#### WRITTEN PROBLEM:
Please retype the records below exactly, leaving out any pictures.

-------- INPUT FOR THIS TASK --------

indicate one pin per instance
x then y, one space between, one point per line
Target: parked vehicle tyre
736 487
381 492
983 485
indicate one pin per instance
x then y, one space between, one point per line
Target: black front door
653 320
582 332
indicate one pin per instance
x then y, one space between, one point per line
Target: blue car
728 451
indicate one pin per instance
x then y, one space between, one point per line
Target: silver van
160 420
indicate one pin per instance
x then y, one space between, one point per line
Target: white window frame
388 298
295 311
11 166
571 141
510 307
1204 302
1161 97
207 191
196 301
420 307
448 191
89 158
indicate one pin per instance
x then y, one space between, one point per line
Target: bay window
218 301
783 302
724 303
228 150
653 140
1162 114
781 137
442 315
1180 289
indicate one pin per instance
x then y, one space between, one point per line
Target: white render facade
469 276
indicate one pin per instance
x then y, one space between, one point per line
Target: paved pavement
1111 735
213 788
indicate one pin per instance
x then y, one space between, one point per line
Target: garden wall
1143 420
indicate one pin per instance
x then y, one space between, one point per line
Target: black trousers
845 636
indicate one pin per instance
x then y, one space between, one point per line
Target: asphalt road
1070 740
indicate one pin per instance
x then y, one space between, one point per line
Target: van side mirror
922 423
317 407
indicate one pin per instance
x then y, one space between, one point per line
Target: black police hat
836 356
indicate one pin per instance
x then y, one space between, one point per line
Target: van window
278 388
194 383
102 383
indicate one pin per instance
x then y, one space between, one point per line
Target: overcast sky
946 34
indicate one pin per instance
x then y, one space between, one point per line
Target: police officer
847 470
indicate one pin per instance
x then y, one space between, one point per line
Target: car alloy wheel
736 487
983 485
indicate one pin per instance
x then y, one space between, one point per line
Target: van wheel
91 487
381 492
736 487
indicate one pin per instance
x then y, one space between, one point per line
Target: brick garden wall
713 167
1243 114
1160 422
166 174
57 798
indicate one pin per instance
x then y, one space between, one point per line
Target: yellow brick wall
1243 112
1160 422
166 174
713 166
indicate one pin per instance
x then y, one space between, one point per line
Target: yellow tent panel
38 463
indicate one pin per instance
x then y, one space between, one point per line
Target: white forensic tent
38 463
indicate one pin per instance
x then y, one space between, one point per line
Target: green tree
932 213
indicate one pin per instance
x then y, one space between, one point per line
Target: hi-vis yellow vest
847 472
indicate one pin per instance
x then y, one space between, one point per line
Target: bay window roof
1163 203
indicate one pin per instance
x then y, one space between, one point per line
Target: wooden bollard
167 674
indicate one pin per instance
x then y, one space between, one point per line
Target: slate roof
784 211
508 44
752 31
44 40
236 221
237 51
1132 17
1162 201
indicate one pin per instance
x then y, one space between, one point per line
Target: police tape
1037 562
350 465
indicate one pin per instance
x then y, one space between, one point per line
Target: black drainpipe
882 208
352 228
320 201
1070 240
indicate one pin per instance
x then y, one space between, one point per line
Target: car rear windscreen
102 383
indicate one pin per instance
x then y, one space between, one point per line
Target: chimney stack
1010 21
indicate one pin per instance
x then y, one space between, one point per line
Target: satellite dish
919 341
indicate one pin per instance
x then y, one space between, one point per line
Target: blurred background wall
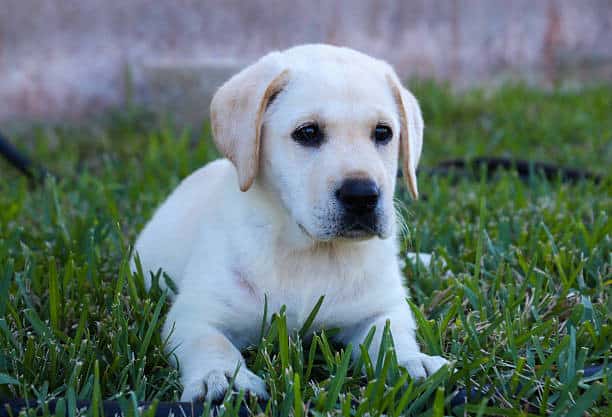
69 58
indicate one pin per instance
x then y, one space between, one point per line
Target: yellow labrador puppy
302 207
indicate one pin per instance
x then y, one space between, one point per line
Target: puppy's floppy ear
237 111
411 134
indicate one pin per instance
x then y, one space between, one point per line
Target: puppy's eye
308 135
382 134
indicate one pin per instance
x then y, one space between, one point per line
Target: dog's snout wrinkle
358 196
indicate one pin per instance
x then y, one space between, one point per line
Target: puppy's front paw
420 365
213 385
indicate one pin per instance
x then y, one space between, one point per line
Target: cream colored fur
263 222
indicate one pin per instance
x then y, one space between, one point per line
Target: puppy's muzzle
359 198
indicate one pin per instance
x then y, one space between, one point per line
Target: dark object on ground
21 162
13 407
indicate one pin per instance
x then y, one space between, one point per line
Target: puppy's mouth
360 227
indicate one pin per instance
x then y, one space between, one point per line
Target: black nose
358 196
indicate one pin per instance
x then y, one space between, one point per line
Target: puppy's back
167 240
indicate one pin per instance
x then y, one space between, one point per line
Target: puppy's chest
297 283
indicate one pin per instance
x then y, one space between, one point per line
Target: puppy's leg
403 330
208 361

--------

#### THE OUTPUT:
indicate one pin per instance
x then y, one space between, one point per line
Target: parked vehicle tyre
736 487
381 492
983 485
indicate one pin per instance
x then y, one space between, one point per line
Target: black front door
653 320
582 332
indicate one pin per instance
x then y, one space between, one point per line
Target: blue car
728 451
indicate one pin per instance
x then y, one space between, one point per line
Target: silver van
160 420
indicate one pin per instance
x then y, one space between, one point per line
Target: white window frame
388 298
295 311
11 166
571 141
510 307
1204 302
1161 97
207 191
196 301
420 307
448 191
89 158
indicate one pin per instance
x then y, one space between, one point per line
Target: bay window
218 301
783 302
724 303
228 150
653 140
1162 114
781 137
442 315
1180 289
indicate one pin per instance
x then y, one space between, one point per line
Target: white render facade
469 276
indicate one pin per instance
x then y, one space between, one point per line
Target: paved pavement
1111 735
213 788
indicate one pin per instance
x then y, one space between, one point per line
Target: garden wall
1143 420
indicate one pin per instance
x then y, one space between, one point per line
Target: black trousers
845 636
indicate one pin per instance
x then y, one space between, one point per line
Target: asphalt road
1070 740
indicate one pin per instance
x then y, one space between, one point per line
Target: van side mirror
922 423
317 407
indicate one pin per instance
x then y, one space between, one point per line
Target: black police hat
836 356
indicate one pin per instance
x then y, one space between, one point per line
Target: van window
278 388
194 383
102 383
indicate one pin per instance
x then y, one space between, one point per line
Target: overcast sky
946 34
indicate one pin per instance
x then y, one space between, one point per line
Target: police officer
847 470
indicate one pin per instance
x then y, one space between, one point per line
Target: car alloy wheel
736 487
983 485
indicate one pin per instance
x then y, one space between, one point per line
Target: van wheel
91 487
381 492
736 487
indicate one pin per instance
x then y, one space between, one point per line
Target: brick garden wall
713 167
1243 114
1160 422
166 174
57 798
indicate one pin per instance
x then y, one space between, one point per line
Target: yellow brick wall
1243 112
1160 422
166 174
713 166
indicate one pin per instance
x then y, one space between, one point per line
Target: yellow tent panel
38 463
indicate one pin per instance
x then y, one space between, one point per line
Target: white forensic tent
38 463
indicate one pin per instance
x then y, one space between, one point per line
Target: green tree
932 213
indicate one pin per instance
x then y, one space between, one point per line
Target: hi-vis yellow vest
847 472
indicate one pin per instance
x then y, one space between, one point per line
Target: bay window roof
1163 203
indicate one pin per instance
x then y, one space between, one point per line
Target: wooden bollard
167 674
indicate one pin per instance
x then y, one space between, one point per line
Target: slate roof
784 211
508 44
752 31
44 40
236 221
237 51
1132 17
1162 201
indicate one pin per instance
x then y, one space between, one point per line
Target: police tape
1037 562
350 465
indicate one pin per instance
x then y, one space between, one point per line
Target: black drainpipe
882 208
352 228
320 201
1070 240
indicate one pin per instance
x then y, one space between, one point per line
Target: car rear windscreen
102 383
indicate one pin per instance
x then y, one space between, one point per line
Target: chimney stack
1010 21
indicate one pin per instance
x then y, one space between, one point per line
Target: satellite dish
919 341
indicate one pin per instance
x then y, one space between, one point per line
Target: blurred background wall
69 58
indicate one pin per instance
x then y, one space between, one point per line
Target: yellow labrador puppy
302 207
indicate one pin per instance
x then y, one space between, one point per line
Target: puppy's floppy ear
237 111
411 134
indicate one pin per instance
x then y, one space between, one point per line
Target: puppy's eye
308 135
382 134
indicate one pin per instance
x then y, one space between, one point per line
Target: dog's snout wrinkle
358 196
indicate one pin per instance
x then y, one space between, one point per line
Target: puppy's front paw
420 365
213 385
indicate one pin per instance
x then y, one space between, one point per line
Target: cream colored fur
263 222
indicate one pin per instance
x then y, one space between, one point per line
Target: puppy's muzzle
359 198
indicate one pin per instance
x then y, one space between, one point per line
Target: dark object on ground
21 162
13 407
indicate one pin per instance
x then y, one space between, one point per line
Target: puppy's mouth
360 227
indicate one pin per instance
x then y, one space between, one point per line
Target: black nose
358 196
indicate one pin per instance
x then y, one space between, one point per line
Target: puppy's back
167 240
indicate one pin per instance
x then y, one space between, one point per line
Target: puppy's chest
297 283
indicate one pin per instance
x then y, one space between, one point per line
Target: puppy's leg
403 330
208 361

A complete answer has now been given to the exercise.